ASSIGNED TASK ->
In your answer, give each entry again exactly as it appears.

** SUPPLIED INFORMATION follows **

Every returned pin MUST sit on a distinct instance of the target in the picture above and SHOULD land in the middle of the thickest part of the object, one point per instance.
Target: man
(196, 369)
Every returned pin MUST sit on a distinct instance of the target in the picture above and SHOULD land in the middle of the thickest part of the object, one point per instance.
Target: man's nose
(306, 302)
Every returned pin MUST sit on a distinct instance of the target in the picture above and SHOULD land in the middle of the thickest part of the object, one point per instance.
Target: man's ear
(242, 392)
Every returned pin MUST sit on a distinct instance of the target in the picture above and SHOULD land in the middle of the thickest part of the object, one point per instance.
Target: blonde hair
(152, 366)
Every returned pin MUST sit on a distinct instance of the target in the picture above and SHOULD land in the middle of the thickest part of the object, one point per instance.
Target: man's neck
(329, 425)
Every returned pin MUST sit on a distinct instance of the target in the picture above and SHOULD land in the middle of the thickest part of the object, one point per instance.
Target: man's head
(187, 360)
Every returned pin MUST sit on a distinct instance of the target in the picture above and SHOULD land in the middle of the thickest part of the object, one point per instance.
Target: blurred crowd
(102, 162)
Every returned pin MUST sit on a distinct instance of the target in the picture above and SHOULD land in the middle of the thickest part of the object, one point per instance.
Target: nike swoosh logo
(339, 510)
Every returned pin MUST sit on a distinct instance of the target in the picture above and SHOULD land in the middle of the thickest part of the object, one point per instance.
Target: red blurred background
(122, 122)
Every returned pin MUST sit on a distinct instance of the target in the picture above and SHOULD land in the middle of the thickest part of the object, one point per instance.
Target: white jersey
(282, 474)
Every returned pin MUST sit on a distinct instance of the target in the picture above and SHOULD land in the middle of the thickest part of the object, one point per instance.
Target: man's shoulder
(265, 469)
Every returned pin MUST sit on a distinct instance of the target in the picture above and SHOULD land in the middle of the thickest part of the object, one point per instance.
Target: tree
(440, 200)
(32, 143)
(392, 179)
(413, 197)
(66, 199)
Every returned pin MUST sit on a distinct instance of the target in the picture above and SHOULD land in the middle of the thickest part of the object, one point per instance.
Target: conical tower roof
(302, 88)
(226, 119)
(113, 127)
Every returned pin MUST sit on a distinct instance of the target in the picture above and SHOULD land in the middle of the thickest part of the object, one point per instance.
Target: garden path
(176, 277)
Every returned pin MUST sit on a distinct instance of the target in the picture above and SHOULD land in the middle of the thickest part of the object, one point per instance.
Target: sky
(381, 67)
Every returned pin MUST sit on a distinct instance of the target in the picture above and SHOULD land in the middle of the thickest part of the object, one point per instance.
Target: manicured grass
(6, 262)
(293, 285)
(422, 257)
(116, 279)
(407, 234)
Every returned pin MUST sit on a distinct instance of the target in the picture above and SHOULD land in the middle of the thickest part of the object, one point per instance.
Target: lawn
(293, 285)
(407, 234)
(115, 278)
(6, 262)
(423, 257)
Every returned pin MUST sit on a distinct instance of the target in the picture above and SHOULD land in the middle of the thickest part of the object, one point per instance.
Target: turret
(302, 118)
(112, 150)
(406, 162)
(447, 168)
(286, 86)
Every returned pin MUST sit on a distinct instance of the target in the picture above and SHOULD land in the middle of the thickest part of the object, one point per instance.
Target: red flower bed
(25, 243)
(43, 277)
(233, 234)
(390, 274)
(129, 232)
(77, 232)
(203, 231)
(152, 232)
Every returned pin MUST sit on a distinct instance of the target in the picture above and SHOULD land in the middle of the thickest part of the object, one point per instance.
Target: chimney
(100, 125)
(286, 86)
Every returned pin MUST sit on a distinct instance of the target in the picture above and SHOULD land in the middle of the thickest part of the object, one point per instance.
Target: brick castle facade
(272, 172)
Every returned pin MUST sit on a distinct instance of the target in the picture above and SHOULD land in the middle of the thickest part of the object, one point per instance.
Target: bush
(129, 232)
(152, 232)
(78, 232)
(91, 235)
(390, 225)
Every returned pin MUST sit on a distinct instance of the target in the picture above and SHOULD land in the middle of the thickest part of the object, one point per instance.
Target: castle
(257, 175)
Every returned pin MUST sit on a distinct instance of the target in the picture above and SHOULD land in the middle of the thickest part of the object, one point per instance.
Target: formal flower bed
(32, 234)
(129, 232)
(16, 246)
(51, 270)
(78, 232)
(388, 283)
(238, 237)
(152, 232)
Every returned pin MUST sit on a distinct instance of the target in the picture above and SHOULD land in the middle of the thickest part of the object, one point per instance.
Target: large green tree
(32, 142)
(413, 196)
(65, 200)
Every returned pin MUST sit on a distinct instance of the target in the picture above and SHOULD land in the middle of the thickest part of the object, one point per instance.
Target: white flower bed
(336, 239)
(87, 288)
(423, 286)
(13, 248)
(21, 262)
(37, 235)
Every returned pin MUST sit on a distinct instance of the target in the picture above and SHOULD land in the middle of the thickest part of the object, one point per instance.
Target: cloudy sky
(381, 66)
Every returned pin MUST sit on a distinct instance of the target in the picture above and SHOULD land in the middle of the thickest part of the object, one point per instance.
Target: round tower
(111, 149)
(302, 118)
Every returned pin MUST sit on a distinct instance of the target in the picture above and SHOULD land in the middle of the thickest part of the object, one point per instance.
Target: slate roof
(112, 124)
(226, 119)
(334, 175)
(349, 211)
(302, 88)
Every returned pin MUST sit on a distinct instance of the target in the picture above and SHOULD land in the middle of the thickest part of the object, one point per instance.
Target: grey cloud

** End of SUPPLIED INFORMATION **

OUTPUT FOR THIS TASK ->
Every returned pin MUST sit on a distinct instance of the target in the picture above and SHOULD land in the middle of the thickest part of the object, one point per instance.
Target: man
(196, 369)
Every returned pin MUST sit on a distinct instance of the target in the picture above and SHOULD land in the middle of the thickest part of the object, one point per instance.
Target: man's nose
(306, 302)
Every returned pin MUST sit on a distinct instance of the target in the picture above and SHOULD land in the middle of the thickest part of the object, one point per instance.
Target: man's ear
(242, 392)
Every returned pin MUST sit on a distinct instance of the target in the picture above and SHOULD land in the middle of the thickest part of the object, one point per instance.
Target: blonde hair
(152, 366)
Every returned pin MUST sit on a distinct instance of the target in the picture above and SHOULD land in the middle of the thickest part of the object, one point per instance.
Target: man's neck
(329, 425)
Every returned pin MUST sit on a distinct instance of the target in the picture above and SHOULD land in the middle of the thickest part of the object, one point per instance.
Target: man's head
(187, 360)
Every returned pin MUST sit on a distinct instance of the target in the picture above and SHOULD land in the middle of the thickest part of the object, one point per instance.
Target: blurred crowd
(102, 162)
Every returned pin MUST sit on a distinct instance of the target in the picture above and SHOULD land in the middle of the thickest part of the object, one point per instance.
Target: nike swoosh logo
(339, 510)
Every returned pin MUST sit on a distinct instance of the target in the picture above and SHOULD land in the middle of the thickest part of the object, one point per instance.
Target: red blurred background
(122, 122)
Every returned pin MUST sit on a distinct instance of the target in the picture above and SHOULD land in the middle of the thickest part of the object, one point per instance.
Target: white jersey
(282, 474)
Every returned pin MUST sit on a distinct instance of the target in the picture above and SHOULD land in the middle of the thickest part of the object, one point per instance.
Target: man's shoulder
(265, 469)
Every returned pin MUST sit on a distinct instance of the target in the picture above and SHOULD land in the middle of the thickest part of the object, one point per instance.
Target: tree
(440, 200)
(32, 143)
(392, 179)
(413, 197)
(66, 199)
Every returned pin MUST sit on a distinct instance of the target in the picture above and SHOULD land in the middle of the thickest part of the object, one point per instance.
Target: conical tower roof
(302, 88)
(226, 119)
(113, 127)
Every returned pin MUST sit on a distinct instance of the target in the picture above and SHOULD land in the middle of the thickest part of the object, one point per instance.
Target: garden path
(176, 277)
Every returned pin MUST sit on a distinct instance of the target in the picture above and SHOULD land in the middle of the thickest part of the object, one point per instance.
Target: sky
(381, 67)
Every returned pin MUST sit on a distinct instance of the target in the picture above and SHOULD land in the middle of the thickest part of the object, one point per instance.
Target: manicured grass
(6, 262)
(293, 285)
(422, 257)
(116, 279)
(407, 234)
Every returned pin MUST sit on a distinct instance of the target in the picture above and SHOULD land in the middle of the thickest part of the object, one point per instance.
Target: lawn
(293, 285)
(407, 234)
(115, 278)
(6, 262)
(423, 257)
Every returned pin MUST sit on a distinct instance of the target in the picture above and SHOULD land in the middle of the thickest part of the object, one point per instance.
Target: turret
(302, 118)
(112, 150)
(406, 162)
(447, 168)
(286, 86)
Every returned pin MUST sit on a distinct instance of the target in the picture above and SHOULD land in the middle of the thickest part of the object, one point per instance.
Target: red flower bed
(25, 243)
(43, 277)
(233, 234)
(390, 274)
(129, 232)
(77, 232)
(203, 231)
(152, 232)
Every returned pin MUST sit on a distinct instance of the target in the picture above and SHOULD land in the middle of the thickest part of the object, one point per instance.
Target: chimney
(100, 125)
(286, 86)
Every returned pin MUST sit on a distinct instance of the target in the picture above and SHOULD land in the middle of the thickest part of the object, one point per instance.
Target: brick castle facade
(272, 172)
Every returned pin MUST sit on a distinct instance of the target in the picture above and SHOULD land in the middle of the thickest part of the object, one point per instance.
Target: bush
(129, 232)
(152, 232)
(78, 232)
(91, 235)
(390, 225)
Every returned pin MUST sit on a distinct instance of the target in the picture above and SHOULD land in the middle of the thickest part of the object, one point per instance.
Target: castle
(257, 175)
Every returned pin MUST sit on a distinct instance of the target in the picture above and SHOULD land in the middle of the thickest part of the object, one point per instance.
Target: formal flower bed
(32, 234)
(129, 232)
(16, 246)
(51, 270)
(78, 232)
(388, 283)
(238, 237)
(152, 232)
Every returned pin MUST sit on a distinct instance of the target in the picture above and SHOULD land in the middle of the thickest part of the object, one point per instance.
Target: large green tree
(32, 142)
(413, 196)
(65, 200)
Every returned pin MUST sit on a distinct instance of the target in the picture above and SHOULD land in the middle of the thickest part of the object, one point per instance.
Target: white flower bed
(336, 239)
(87, 288)
(423, 286)
(13, 248)
(21, 262)
(37, 235)
Every returned pin MUST sit on a distinct instance of the target in the picture above and SHOULD land in the middle of the thickest part of the object, one point per instance.
Target: cloudy sky
(381, 66)
Every returned pin MUST sit on a distinct instance of the target in the picture above and SHOULD land in the middle of the thickest part of the object, one point per instance.
Target: round tower
(111, 149)
(302, 118)
Every returned pin MUST sit on a distinct instance of the target in the picture above and SHOULD land in the middle of the thickest part of the object, one point per instance.
Target: slate roof
(112, 124)
(226, 119)
(334, 175)
(349, 211)
(302, 88)
Every returned pin MUST sit on a distinct instance of the target in the picture above and SHOULD land in the middle of the thickest part of the object, one point per instance.
Target: grey cloud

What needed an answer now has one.